> _What is expected_
Update the passage on Manning's later career from "Manning never toned" to "Marco Pierre White.", putting "Bombay" in place of "Mumbai".

> _Text shown_
------------

In 1994, two black waitresses at a charity dinner at a hotel in Derbyshire took exception to Manning's act and appealed to an industrial tribunal against the management of the hotel for racial discrimination, claiming that the word "wog" had been used. Manning said in response that "wog" was "a horrible, insulting word I've never used in my life" but defended use of the words "nigger" and "coon" as historical terms with legitimate roots. The complainants initially lost, but the decision was overturned on appeal and they were awarded an undisclosed sum. On an appearance on The Mrs. Merton Show on 19 March 1998, Manning admitted that he was a racist, which surprised host Caroline Aherne and went down badly with the audience.

Manning never toned down his act, but he had a minor television career revival towards the end of his life, including Channel 4 taking him to Mumbai to perform. In October 2002, he participated in a Great Lives programme for Radio 4. He chose to honour the Roman Catholic nun Mother Teresa. In 2003, Manning was initially reported to have been booked to play a BNP rally. He denied this, telling the Daily Mirror: "It's a lot of bollocks. I don't know where I'm working. Speak to my agent. I don't know about any BNP nonsense. I would not do it anyway. Do you think I'm fucking barmy?" In 2006, he appeared at the 45th birthday party of chef Marco Pierre White.

------------

> _Provided information_
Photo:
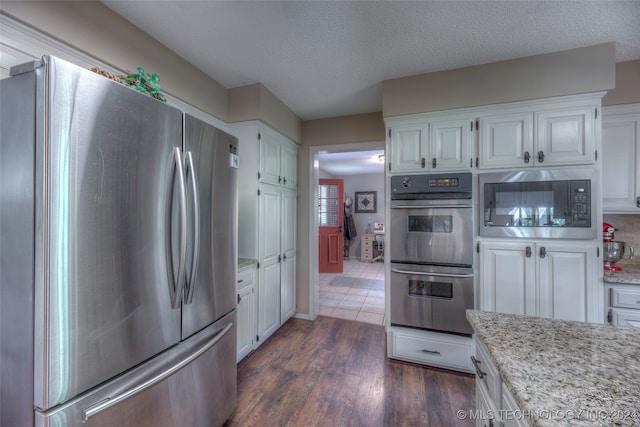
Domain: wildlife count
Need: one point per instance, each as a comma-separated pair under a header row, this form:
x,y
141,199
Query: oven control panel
x,y
416,186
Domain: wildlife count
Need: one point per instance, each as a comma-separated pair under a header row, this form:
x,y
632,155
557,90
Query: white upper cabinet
x,y
566,136
431,144
547,133
278,159
449,142
505,140
408,147
621,159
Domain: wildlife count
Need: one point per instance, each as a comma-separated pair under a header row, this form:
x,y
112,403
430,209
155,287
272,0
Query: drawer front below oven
x,y
432,300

------------

> _Task output_
Manning never toned down his act, but he had a minor television career revival towards the end of his life, including Channel 4 taking him to Bombay to perform. In October 2002, he participated in a Great Lives programme for Radio 4. He chose to honour the Roman Catholic nun Mother Teresa. In 2003, Manning was initially reported to have been booked to play a BNP rally. He denied this, telling the Daily Mirror: "It's a lot of bollocks. I don't know where I'm working. Speak to my agent. I don't know about any BNP nonsense. I would not do it anyway. Do you think I'm fucking barmy?" In 2006, he appeared at the 45th birthday party of chef Marco Pierre White.